--- start DATA PROVIDED ---
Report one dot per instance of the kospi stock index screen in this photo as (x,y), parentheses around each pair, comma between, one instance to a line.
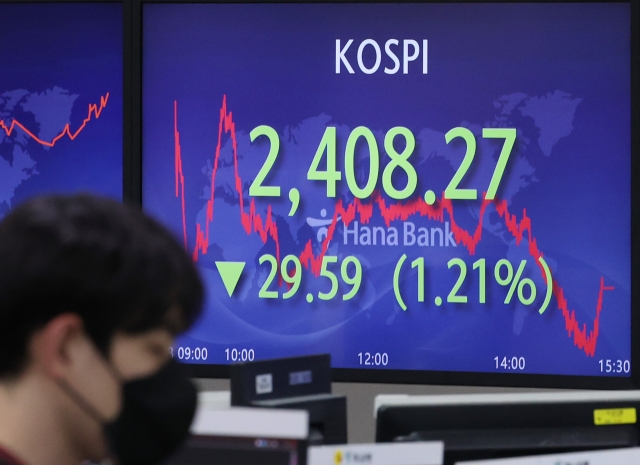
(61,103)
(413,187)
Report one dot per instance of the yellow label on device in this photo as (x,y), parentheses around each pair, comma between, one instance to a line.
(614,416)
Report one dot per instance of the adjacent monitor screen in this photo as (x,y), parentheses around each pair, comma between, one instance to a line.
(61,104)
(428,192)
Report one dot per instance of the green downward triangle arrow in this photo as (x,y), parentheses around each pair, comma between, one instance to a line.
(230,273)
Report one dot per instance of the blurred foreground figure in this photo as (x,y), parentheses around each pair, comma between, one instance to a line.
(92,294)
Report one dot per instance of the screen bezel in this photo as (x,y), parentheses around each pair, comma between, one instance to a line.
(409,376)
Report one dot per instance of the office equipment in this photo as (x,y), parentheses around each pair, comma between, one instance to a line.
(617,457)
(245,436)
(294,383)
(486,426)
(423,453)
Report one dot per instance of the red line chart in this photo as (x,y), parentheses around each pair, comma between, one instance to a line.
(94,112)
(253,222)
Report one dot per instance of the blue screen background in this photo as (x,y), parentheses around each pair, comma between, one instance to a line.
(559,74)
(57,59)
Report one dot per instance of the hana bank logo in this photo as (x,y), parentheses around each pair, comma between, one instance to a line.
(320,225)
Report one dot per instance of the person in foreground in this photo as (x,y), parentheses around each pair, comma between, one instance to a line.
(92,294)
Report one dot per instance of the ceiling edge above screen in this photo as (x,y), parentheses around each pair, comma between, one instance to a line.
(512,330)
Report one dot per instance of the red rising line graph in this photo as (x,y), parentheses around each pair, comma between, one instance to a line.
(94,111)
(266,227)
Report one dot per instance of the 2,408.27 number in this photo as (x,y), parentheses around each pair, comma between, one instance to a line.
(328,145)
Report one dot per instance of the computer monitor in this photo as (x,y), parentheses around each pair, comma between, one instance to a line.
(61,99)
(245,436)
(430,192)
(487,426)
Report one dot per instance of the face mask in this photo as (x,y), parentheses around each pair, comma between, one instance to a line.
(155,417)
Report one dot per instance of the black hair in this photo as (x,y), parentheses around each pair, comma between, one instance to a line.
(107,262)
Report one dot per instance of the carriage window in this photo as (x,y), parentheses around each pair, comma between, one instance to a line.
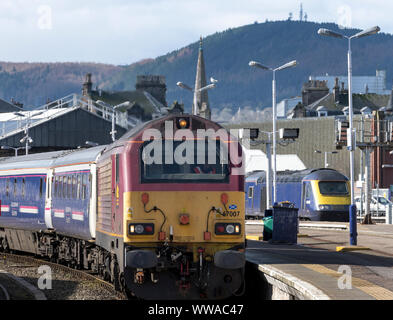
(59,187)
(250,192)
(64,187)
(23,187)
(117,168)
(7,188)
(197,165)
(69,187)
(333,187)
(74,187)
(41,184)
(78,192)
(84,178)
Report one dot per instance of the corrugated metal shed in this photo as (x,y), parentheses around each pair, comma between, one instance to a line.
(314,134)
(67,130)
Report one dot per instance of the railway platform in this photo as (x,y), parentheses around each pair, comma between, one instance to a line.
(15,288)
(314,269)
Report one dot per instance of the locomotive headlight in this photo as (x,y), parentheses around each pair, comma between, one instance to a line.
(324,207)
(230,228)
(139,229)
(227,229)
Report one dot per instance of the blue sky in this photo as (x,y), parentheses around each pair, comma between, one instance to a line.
(126,31)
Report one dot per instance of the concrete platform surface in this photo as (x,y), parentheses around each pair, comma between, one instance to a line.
(354,275)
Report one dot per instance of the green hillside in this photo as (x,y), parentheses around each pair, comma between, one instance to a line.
(272,43)
(226,54)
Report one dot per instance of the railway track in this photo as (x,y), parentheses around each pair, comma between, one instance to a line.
(76,274)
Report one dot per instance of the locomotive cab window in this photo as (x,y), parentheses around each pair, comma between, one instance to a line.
(188,163)
(333,187)
(250,192)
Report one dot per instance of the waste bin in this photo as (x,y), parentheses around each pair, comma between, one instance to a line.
(267,228)
(285,222)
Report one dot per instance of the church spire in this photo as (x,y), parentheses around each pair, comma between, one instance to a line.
(201,100)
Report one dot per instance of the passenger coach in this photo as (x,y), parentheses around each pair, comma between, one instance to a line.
(320,194)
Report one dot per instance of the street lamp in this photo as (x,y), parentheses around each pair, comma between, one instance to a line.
(27,139)
(284,66)
(186,87)
(352,146)
(326,153)
(124,104)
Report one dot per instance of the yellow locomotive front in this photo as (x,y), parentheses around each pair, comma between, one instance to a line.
(184,211)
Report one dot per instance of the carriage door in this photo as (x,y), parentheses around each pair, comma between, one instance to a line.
(116,197)
(48,200)
(307,198)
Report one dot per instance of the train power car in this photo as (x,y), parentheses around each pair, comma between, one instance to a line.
(158,228)
(320,194)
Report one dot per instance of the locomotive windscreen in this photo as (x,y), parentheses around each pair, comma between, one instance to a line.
(184,161)
(333,187)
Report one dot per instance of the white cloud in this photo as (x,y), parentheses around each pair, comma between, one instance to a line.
(124,31)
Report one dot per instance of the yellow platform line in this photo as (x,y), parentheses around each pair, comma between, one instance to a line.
(351,248)
(257,238)
(371,289)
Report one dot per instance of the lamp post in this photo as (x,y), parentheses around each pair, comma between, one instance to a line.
(124,104)
(352,140)
(209,86)
(326,153)
(285,66)
(27,139)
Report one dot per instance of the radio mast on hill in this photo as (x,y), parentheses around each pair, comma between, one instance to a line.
(301,12)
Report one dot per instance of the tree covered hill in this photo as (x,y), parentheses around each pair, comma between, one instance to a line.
(272,43)
(226,55)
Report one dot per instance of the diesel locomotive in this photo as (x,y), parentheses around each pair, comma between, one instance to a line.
(150,212)
(320,194)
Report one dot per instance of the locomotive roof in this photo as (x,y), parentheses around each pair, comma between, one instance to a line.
(326,174)
(297,176)
(141,126)
(49,159)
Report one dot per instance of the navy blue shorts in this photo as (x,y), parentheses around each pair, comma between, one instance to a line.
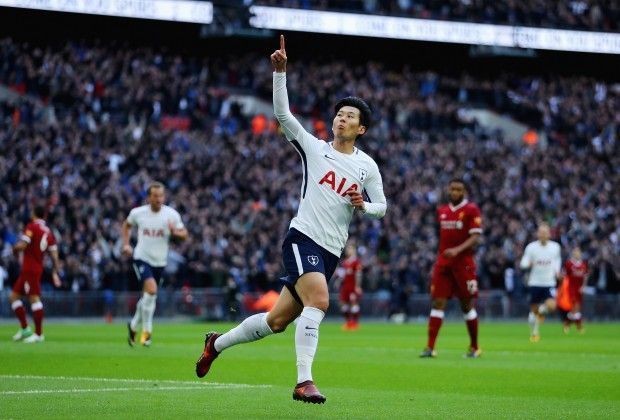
(300,255)
(540,294)
(144,270)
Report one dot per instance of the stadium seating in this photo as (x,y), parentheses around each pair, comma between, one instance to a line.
(95,123)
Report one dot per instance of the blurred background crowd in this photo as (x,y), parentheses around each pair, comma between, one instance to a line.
(95,122)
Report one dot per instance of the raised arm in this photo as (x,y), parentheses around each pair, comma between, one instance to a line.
(292,128)
(376,206)
(526,259)
(125,234)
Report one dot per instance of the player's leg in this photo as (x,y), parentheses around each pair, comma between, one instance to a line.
(36,307)
(345,310)
(471,320)
(533,319)
(149,300)
(577,316)
(251,329)
(355,311)
(566,318)
(547,306)
(466,288)
(441,290)
(19,310)
(312,290)
(263,324)
(136,320)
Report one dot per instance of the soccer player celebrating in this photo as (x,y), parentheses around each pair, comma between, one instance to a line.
(36,240)
(334,176)
(156,224)
(576,270)
(454,273)
(351,288)
(543,260)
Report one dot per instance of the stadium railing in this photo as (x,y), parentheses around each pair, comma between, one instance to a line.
(211,304)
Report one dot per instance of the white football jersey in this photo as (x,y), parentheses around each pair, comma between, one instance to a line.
(325,209)
(153,233)
(545,262)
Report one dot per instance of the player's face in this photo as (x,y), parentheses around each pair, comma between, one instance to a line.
(456,192)
(156,198)
(544,233)
(346,125)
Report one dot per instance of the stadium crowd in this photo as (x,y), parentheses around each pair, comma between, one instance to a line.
(96,123)
(594,15)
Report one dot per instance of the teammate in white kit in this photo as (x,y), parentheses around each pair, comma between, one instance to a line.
(156,224)
(543,260)
(335,174)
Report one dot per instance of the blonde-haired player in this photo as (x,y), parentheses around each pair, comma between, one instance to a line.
(543,260)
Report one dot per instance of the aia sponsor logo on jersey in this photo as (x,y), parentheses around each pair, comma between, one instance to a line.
(337,184)
(154,233)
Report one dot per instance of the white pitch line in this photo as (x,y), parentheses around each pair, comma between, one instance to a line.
(83,390)
(138,381)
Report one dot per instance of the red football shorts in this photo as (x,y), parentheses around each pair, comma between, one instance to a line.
(457,279)
(28,283)
(574,293)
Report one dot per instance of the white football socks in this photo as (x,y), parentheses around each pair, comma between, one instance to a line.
(306,341)
(532,321)
(251,329)
(137,316)
(148,309)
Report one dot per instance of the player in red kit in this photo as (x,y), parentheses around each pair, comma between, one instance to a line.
(454,273)
(576,270)
(34,243)
(350,288)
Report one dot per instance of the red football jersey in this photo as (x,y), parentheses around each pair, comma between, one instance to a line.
(576,271)
(40,239)
(351,266)
(456,224)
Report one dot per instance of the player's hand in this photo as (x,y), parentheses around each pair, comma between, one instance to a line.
(127,250)
(56,279)
(451,253)
(357,200)
(278,58)
(171,227)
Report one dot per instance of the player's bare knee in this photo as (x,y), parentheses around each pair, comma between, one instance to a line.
(277,324)
(150,286)
(439,304)
(319,302)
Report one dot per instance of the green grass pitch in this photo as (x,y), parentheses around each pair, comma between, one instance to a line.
(88,371)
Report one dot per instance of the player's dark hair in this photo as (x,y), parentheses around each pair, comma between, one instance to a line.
(459,181)
(359,103)
(39,211)
(154,185)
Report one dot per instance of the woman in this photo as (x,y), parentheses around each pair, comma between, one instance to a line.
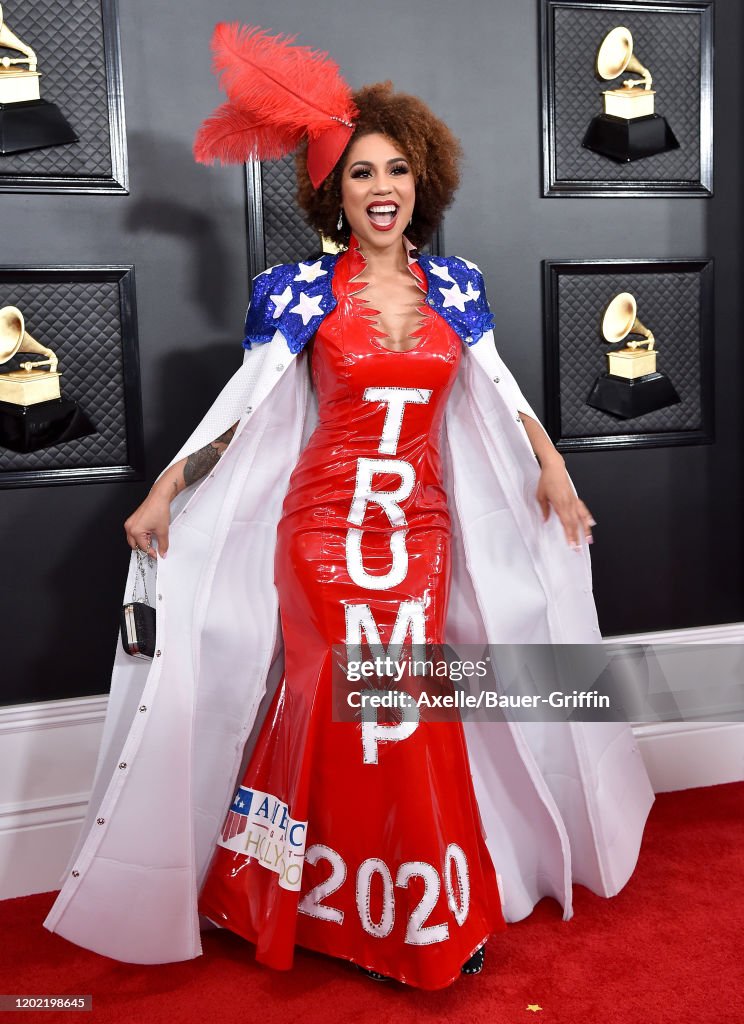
(397,878)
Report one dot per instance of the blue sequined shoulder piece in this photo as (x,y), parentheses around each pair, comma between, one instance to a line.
(293,298)
(457,292)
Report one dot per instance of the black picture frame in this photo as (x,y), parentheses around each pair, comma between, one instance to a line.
(119,411)
(276,231)
(677,295)
(38,175)
(569,103)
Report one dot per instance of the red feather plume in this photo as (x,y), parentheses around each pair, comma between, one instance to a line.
(277,91)
(232,136)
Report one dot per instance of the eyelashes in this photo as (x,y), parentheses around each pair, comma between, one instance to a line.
(363,172)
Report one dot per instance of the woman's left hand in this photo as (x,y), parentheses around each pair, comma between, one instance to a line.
(554,488)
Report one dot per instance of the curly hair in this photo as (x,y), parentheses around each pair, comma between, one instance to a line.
(433,152)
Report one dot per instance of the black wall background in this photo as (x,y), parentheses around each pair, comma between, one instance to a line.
(667,549)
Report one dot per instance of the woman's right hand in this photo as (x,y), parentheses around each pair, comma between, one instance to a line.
(151,519)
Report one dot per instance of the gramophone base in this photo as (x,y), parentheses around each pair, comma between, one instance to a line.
(28,428)
(624,139)
(627,398)
(35,124)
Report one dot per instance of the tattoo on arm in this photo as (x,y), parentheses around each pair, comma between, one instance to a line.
(199,464)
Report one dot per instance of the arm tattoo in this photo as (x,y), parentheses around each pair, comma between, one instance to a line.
(199,464)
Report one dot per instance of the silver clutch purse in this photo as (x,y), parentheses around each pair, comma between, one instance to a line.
(138,619)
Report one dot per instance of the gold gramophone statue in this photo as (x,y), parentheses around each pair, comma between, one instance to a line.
(628,128)
(632,385)
(33,414)
(27,122)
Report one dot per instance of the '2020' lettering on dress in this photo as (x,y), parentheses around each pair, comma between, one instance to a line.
(357,840)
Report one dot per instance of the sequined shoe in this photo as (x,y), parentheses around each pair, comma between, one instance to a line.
(475,964)
(375,974)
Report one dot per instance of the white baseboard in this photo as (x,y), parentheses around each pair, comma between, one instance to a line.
(48,753)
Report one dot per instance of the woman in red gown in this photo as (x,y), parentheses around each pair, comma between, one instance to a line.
(396,873)
(360,839)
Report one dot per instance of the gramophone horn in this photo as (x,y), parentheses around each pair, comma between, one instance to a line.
(615,56)
(9,39)
(13,337)
(620,320)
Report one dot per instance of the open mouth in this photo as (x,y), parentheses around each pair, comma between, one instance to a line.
(383,215)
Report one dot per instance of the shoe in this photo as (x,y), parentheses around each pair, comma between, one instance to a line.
(373,974)
(475,964)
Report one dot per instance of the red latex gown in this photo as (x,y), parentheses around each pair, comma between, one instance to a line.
(355,845)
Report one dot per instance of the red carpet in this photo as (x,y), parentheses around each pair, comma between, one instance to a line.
(668,948)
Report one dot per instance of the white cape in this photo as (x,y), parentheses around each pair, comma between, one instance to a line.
(561,802)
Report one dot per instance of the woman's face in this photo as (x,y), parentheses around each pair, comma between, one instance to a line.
(378,190)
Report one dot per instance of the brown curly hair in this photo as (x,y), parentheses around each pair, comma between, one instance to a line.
(433,152)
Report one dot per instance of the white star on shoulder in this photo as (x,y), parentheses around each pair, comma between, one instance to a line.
(441,271)
(309,271)
(308,307)
(454,297)
(280,301)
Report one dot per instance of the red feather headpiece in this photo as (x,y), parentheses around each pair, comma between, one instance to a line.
(277,93)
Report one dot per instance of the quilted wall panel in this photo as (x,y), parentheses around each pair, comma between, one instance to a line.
--- end DATA PROVIDED ---
# EXERCISE DESCRIPTION:
Starting at the line that contains "Report one dot per instance of the woman in red", retype each line through the end of the listing above and nothing else.

# RESULT BELOW:
Report one dot per instance of the woman in red gown in this photo as (x,y), parentheses around each pair, comma between, one instance to a line.
(396,873)
(360,839)
Report one dot per instance of the gramophone horn in this photo as (x,y), parentheses around each pair, comma between, one instance to a line.
(615,56)
(9,39)
(13,337)
(620,320)
Report one dot per instance of the open mouth in this photo as (x,y), parentheses around each pair, comma between, one instance to a line.
(383,215)
Report one dot per instance of the shoe in this photo as (x,y), parentheses around each pair, comma between, one instance to a line.
(373,974)
(475,964)
Report one dot per instance of the red latex gown in this photo as (x,y), parentheses around each pair, comma between, one instance to a line.
(355,845)
Report one dot per instance of the red carpet in this photo as (x,y), parentheses around each pair, comma between, one instance to a line.
(668,948)
Report one dot per instance of the white cape in this photo as (x,y), parentheses around each pair, comma between, one instance to a line.
(561,802)
Report one dot per instance of the woman's face in this photo as (x,y), parentheses around each pair, comma between, one instance to a line.
(378,190)
Report one dot per instance of the brown curly hair in this photo as (x,y), parentheses around each pair, comma between, one instance to a line.
(433,152)
Report one dot per instance of the white star on shoulder in this photo as (x,y), parentheses around each pair, comma between, one instance to a line.
(441,271)
(309,271)
(308,307)
(454,297)
(280,301)
Report one dot per instance of the red feather headpiece in this photo as (x,y), parentheses around each pair, comma between, one instance to a line.
(277,93)
Report one dot per instance of the quilted wall panel in this photo as (x,y), parentheses around each pair, comma between, one instance to a line.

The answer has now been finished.